▸ MATERIAL SHOWN:
##########

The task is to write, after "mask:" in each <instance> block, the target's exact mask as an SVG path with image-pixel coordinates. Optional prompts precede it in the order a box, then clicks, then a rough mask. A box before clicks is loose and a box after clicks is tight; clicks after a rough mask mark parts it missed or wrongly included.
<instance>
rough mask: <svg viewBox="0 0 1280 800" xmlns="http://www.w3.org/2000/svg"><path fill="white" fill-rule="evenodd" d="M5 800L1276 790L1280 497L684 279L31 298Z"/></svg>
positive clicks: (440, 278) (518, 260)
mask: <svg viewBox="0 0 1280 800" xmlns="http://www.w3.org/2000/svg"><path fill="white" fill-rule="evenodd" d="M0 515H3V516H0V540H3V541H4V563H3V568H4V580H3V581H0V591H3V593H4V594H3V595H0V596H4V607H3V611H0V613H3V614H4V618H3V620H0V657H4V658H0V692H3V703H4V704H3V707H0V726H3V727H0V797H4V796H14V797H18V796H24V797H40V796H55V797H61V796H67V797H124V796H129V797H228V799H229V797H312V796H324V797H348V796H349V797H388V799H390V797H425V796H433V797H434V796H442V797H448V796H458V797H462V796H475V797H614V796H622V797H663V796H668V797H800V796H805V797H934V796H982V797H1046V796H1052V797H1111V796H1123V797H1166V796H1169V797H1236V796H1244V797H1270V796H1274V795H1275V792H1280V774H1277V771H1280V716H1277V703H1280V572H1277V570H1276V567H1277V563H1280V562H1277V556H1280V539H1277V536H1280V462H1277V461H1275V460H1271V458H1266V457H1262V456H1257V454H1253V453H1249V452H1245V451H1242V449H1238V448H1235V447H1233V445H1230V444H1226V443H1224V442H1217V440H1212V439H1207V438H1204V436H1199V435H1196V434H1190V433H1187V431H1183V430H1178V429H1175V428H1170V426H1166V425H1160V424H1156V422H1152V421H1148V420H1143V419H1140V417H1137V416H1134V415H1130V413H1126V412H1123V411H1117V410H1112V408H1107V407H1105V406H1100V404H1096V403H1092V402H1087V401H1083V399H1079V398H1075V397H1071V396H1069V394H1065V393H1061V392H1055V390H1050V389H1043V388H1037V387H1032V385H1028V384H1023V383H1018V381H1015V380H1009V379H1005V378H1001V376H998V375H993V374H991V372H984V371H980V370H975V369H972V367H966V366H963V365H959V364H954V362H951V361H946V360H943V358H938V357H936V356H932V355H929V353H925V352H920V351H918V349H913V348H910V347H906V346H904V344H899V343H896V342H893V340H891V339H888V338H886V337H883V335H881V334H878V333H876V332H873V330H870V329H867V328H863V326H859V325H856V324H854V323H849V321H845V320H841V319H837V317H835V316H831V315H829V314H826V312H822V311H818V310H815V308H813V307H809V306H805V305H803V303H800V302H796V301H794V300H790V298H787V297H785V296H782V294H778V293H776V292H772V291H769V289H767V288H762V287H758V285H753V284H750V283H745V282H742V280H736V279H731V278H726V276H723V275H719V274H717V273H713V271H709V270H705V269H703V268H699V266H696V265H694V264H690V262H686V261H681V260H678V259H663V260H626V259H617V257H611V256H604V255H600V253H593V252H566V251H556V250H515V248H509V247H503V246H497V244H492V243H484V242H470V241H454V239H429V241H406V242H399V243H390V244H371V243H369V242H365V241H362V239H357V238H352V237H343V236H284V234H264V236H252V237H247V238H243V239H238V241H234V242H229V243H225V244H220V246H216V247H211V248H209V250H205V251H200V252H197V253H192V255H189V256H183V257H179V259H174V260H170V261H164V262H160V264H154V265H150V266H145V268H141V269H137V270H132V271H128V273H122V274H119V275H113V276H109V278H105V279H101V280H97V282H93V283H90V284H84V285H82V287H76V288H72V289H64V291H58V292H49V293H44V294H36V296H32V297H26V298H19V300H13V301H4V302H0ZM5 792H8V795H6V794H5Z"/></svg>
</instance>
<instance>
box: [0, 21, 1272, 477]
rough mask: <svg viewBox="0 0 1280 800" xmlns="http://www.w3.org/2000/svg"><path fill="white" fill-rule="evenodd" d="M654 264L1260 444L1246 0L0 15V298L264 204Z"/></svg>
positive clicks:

##########

▸ WORK INSTRUCTION: Filter the preceding entries down to the lines with "instance".

▸ RESPONSE FOR THIS EXERCISE:
The task is to write, after "mask:" in each <instance> block, the target's exact mask as an SVG path with image-pixel coordinates. Optional prompts precede it in the order a box, then clicks, then a rough mask. A box before clicks is loose and a box after clicks is tight; clicks after a rough mask mark parts it missed or wrongly included.
<instance>
</instance>
<instance>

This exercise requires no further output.